Deep in the Andes Mountains, the call originates. From somewhere within the mists, the arroyos, the rain forests, the altiplanos and folds of the mountains, the string pulls. Can you feel the pulse? As you soar in over the mountains, you realize that these… these are real mountains. These are not simple hills that make you think “oh how tall, how pretty,” no, these are grand. When you look at them it inspires awe. Tall and unforgiving, beautiful and bold, mysterious and full of history, they are as close to eternal as human beings can come in this world. Some are bare, some are covered with rain forests. Some are desert mountains, some contain shrubs. Looking at them, it is easy to believe that the word majestic was made for such as these.
How many civilizations have lived in these mountains? How many have died here? What ruins of older times exist in the folds of these beautiful and treacherous slopes that have yet to be found, or that will never be found? To look at them, one can easily imagine the conquest of the new world happening as we speak. Mist folds around us as we fly over the cordilleras. Shadows and sunlight contrast to bring out in bold relief treasures untold. It is easy to see how a complete civilization might be lost here thousands of years in the past, to be found tomorrow, and remind us of what we have lost. Suddenly, progress does not seem like progress at all. What do these mountains care about DSL or skyscrapers? In a hundred years you and I will not be here, but they will remain.
Through these mountains so many different tribes roamed. Taquileña, Cupisnique, Huari, Chavin, Chimu, Inca, Nazca, Aymara, Quechua, and on and on the list goes. Living with each other, taking over surrounding tribes as opportunity permitted, dying out. Then followed the Spanish, with their dreams of riches and conquest. How brave, how modern, how civilized they thought themselves. How right and knowledgeable. How in control those Spanish thought they were, like as if no other nation had taken over another one in those same regions. Like as if no one could possibly take them over later. They were the top of the food chain. And the mountains laughed.

= Data entries =
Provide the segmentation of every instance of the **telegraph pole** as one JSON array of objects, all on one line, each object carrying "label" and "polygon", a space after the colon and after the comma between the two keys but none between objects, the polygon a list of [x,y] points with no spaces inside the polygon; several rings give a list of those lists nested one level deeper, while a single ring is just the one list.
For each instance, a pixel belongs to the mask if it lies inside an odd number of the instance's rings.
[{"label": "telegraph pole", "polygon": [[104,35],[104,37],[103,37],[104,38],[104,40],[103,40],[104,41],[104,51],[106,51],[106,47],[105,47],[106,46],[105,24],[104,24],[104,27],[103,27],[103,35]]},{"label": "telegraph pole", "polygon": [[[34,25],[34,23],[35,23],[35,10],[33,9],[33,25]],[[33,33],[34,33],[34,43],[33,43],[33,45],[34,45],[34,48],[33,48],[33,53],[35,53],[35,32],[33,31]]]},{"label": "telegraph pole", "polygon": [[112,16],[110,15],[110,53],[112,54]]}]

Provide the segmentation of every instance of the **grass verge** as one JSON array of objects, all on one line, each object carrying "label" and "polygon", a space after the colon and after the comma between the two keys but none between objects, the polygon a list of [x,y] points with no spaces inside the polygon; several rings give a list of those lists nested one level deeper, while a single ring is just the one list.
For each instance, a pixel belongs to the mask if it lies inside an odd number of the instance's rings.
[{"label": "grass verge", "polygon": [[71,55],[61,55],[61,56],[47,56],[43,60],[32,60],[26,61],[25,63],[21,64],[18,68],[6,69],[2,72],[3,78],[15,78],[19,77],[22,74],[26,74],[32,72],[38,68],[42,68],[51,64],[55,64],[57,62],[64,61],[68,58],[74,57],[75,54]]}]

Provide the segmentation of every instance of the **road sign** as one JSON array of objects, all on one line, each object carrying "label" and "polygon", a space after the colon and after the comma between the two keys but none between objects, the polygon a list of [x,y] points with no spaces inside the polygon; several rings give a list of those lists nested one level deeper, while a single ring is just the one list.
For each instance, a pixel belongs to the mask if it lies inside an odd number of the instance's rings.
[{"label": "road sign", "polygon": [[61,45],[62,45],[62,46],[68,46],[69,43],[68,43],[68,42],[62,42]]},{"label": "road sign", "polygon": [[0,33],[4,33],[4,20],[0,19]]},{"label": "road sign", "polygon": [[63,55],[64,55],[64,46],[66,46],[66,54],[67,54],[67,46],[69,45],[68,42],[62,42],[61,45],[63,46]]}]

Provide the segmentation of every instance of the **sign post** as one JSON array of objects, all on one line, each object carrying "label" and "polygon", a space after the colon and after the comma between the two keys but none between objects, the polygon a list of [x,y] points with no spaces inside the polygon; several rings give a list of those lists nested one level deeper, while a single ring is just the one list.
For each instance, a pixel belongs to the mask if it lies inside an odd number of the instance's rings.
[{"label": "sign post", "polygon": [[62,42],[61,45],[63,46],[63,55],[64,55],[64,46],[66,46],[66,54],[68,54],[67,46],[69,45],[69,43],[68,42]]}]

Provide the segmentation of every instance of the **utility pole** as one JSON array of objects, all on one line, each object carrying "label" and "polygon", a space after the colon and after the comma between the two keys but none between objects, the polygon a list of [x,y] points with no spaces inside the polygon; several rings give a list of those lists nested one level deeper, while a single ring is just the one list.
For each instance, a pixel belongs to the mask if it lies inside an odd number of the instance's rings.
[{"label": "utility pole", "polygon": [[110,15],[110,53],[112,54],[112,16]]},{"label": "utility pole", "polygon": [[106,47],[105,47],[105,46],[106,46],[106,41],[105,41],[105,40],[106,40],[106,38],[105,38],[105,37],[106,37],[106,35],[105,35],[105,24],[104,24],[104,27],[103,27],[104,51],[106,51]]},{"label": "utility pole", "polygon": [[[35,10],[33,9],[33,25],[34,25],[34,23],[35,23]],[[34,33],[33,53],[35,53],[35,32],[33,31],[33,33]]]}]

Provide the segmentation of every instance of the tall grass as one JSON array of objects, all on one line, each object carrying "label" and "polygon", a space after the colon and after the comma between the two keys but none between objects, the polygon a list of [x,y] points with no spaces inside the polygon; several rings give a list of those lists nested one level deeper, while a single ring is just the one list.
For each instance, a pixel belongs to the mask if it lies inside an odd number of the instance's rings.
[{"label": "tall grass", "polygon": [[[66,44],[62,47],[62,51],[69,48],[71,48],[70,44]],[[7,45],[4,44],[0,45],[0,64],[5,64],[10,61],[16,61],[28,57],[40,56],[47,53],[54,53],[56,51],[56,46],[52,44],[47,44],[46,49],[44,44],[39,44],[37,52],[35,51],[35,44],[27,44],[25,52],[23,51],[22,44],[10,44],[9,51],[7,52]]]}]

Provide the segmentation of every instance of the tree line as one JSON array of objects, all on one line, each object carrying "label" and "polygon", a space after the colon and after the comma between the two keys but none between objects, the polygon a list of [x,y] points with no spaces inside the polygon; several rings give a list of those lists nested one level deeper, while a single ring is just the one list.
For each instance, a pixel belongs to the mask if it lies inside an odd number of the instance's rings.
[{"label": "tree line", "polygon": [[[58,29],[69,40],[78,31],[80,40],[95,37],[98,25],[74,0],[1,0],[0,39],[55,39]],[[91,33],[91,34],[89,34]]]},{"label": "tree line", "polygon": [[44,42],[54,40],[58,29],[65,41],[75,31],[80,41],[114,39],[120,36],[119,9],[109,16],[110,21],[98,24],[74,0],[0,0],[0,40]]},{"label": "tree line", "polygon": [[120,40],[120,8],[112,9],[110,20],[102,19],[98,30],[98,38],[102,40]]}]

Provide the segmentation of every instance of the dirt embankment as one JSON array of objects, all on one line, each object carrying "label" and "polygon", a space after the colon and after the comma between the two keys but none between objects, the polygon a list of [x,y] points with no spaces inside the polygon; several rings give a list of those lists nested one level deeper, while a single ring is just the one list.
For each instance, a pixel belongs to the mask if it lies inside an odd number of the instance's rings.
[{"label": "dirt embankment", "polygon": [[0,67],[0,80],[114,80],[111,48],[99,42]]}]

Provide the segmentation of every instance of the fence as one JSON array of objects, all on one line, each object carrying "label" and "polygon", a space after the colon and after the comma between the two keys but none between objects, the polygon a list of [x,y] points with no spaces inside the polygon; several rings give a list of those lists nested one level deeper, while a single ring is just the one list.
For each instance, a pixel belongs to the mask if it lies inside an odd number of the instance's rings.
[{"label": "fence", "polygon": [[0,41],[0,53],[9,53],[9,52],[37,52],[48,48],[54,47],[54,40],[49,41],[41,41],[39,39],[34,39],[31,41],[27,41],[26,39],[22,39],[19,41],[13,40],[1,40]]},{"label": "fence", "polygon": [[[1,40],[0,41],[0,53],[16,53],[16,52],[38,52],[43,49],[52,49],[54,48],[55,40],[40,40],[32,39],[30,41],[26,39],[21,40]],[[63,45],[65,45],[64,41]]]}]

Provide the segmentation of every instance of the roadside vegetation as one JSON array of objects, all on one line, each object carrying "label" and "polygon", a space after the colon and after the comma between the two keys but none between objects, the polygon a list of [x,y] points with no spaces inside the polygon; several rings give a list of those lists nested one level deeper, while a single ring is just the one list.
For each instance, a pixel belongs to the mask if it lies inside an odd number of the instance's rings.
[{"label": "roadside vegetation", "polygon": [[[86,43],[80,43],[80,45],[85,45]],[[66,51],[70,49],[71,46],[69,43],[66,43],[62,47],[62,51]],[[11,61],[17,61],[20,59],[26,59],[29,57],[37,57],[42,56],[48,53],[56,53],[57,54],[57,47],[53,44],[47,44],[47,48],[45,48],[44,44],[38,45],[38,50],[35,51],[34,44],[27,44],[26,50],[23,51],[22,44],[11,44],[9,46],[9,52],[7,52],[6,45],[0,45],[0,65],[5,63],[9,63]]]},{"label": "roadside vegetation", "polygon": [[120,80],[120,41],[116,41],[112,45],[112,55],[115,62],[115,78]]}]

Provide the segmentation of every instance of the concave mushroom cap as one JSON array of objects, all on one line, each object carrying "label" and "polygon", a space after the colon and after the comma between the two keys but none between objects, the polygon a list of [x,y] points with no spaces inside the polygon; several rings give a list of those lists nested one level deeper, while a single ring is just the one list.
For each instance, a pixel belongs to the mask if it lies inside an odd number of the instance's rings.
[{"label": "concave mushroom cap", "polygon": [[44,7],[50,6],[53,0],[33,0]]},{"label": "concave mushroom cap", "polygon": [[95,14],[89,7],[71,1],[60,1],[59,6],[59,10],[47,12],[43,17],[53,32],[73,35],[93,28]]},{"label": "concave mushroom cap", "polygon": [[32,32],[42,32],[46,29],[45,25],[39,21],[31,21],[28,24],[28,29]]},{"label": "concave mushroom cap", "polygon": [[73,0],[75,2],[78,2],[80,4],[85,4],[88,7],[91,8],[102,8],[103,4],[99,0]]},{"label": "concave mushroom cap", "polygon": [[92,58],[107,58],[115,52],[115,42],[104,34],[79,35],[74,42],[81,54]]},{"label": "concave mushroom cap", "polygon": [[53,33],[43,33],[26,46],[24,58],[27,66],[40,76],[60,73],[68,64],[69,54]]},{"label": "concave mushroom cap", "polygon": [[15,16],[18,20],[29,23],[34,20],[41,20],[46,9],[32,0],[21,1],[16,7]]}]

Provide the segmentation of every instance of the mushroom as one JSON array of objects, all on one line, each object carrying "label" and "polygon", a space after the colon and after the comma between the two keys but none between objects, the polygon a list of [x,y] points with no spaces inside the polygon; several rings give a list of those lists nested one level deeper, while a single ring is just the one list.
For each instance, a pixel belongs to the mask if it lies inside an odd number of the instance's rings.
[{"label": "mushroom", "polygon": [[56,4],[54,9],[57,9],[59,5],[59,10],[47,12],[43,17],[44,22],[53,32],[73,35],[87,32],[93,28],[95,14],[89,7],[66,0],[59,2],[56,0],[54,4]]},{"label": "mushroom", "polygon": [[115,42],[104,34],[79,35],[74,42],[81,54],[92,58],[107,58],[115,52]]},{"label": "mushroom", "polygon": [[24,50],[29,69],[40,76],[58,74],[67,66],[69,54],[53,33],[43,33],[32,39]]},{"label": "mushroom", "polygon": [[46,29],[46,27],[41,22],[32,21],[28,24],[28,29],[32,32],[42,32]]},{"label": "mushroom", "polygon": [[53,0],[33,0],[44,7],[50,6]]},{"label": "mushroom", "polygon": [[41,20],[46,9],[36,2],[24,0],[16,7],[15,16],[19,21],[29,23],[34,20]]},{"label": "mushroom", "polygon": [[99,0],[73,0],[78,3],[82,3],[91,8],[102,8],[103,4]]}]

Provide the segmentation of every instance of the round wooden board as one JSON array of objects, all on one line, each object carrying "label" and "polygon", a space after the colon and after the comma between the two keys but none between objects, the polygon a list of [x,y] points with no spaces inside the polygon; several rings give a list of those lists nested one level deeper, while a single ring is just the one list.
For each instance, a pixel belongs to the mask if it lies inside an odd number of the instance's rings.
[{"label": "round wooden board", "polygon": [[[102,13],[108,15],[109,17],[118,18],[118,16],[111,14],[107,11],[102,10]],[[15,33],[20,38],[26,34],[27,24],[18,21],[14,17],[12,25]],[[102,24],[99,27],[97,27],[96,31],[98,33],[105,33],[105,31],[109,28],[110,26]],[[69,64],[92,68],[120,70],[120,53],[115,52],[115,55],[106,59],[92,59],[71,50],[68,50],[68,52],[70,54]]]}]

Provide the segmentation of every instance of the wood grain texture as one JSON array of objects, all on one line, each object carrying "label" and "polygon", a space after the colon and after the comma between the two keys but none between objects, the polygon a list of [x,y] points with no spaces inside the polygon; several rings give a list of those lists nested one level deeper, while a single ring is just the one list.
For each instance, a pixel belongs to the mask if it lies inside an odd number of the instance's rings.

= What to produce =
Reproduce the passage from the Andes text word for word, starting at "Deep in the" and ending at "such as these.".

= Output of the task =
Deep in the Andes Mountains, the call originates. From somewhere within the mists, the arroyos, the rain forests, the altiplanos and folds of the mountains, the string pulls. Can you feel the pulse? As you soar in over the mountains, you realize that these… these are real mountains. These are not simple hills that make you think “oh how tall, how pretty,” no, these are grand. When you look at them it inspires awe. Tall and unforgiving, beautiful and bold, mysterious and full of history, they are as close to eternal as human beings can come in this world. Some are bare, some are covered with rain forests. Some are desert mountains, some contain shrubs. Looking at them, it is easy to believe that the word majestic was made for such as these.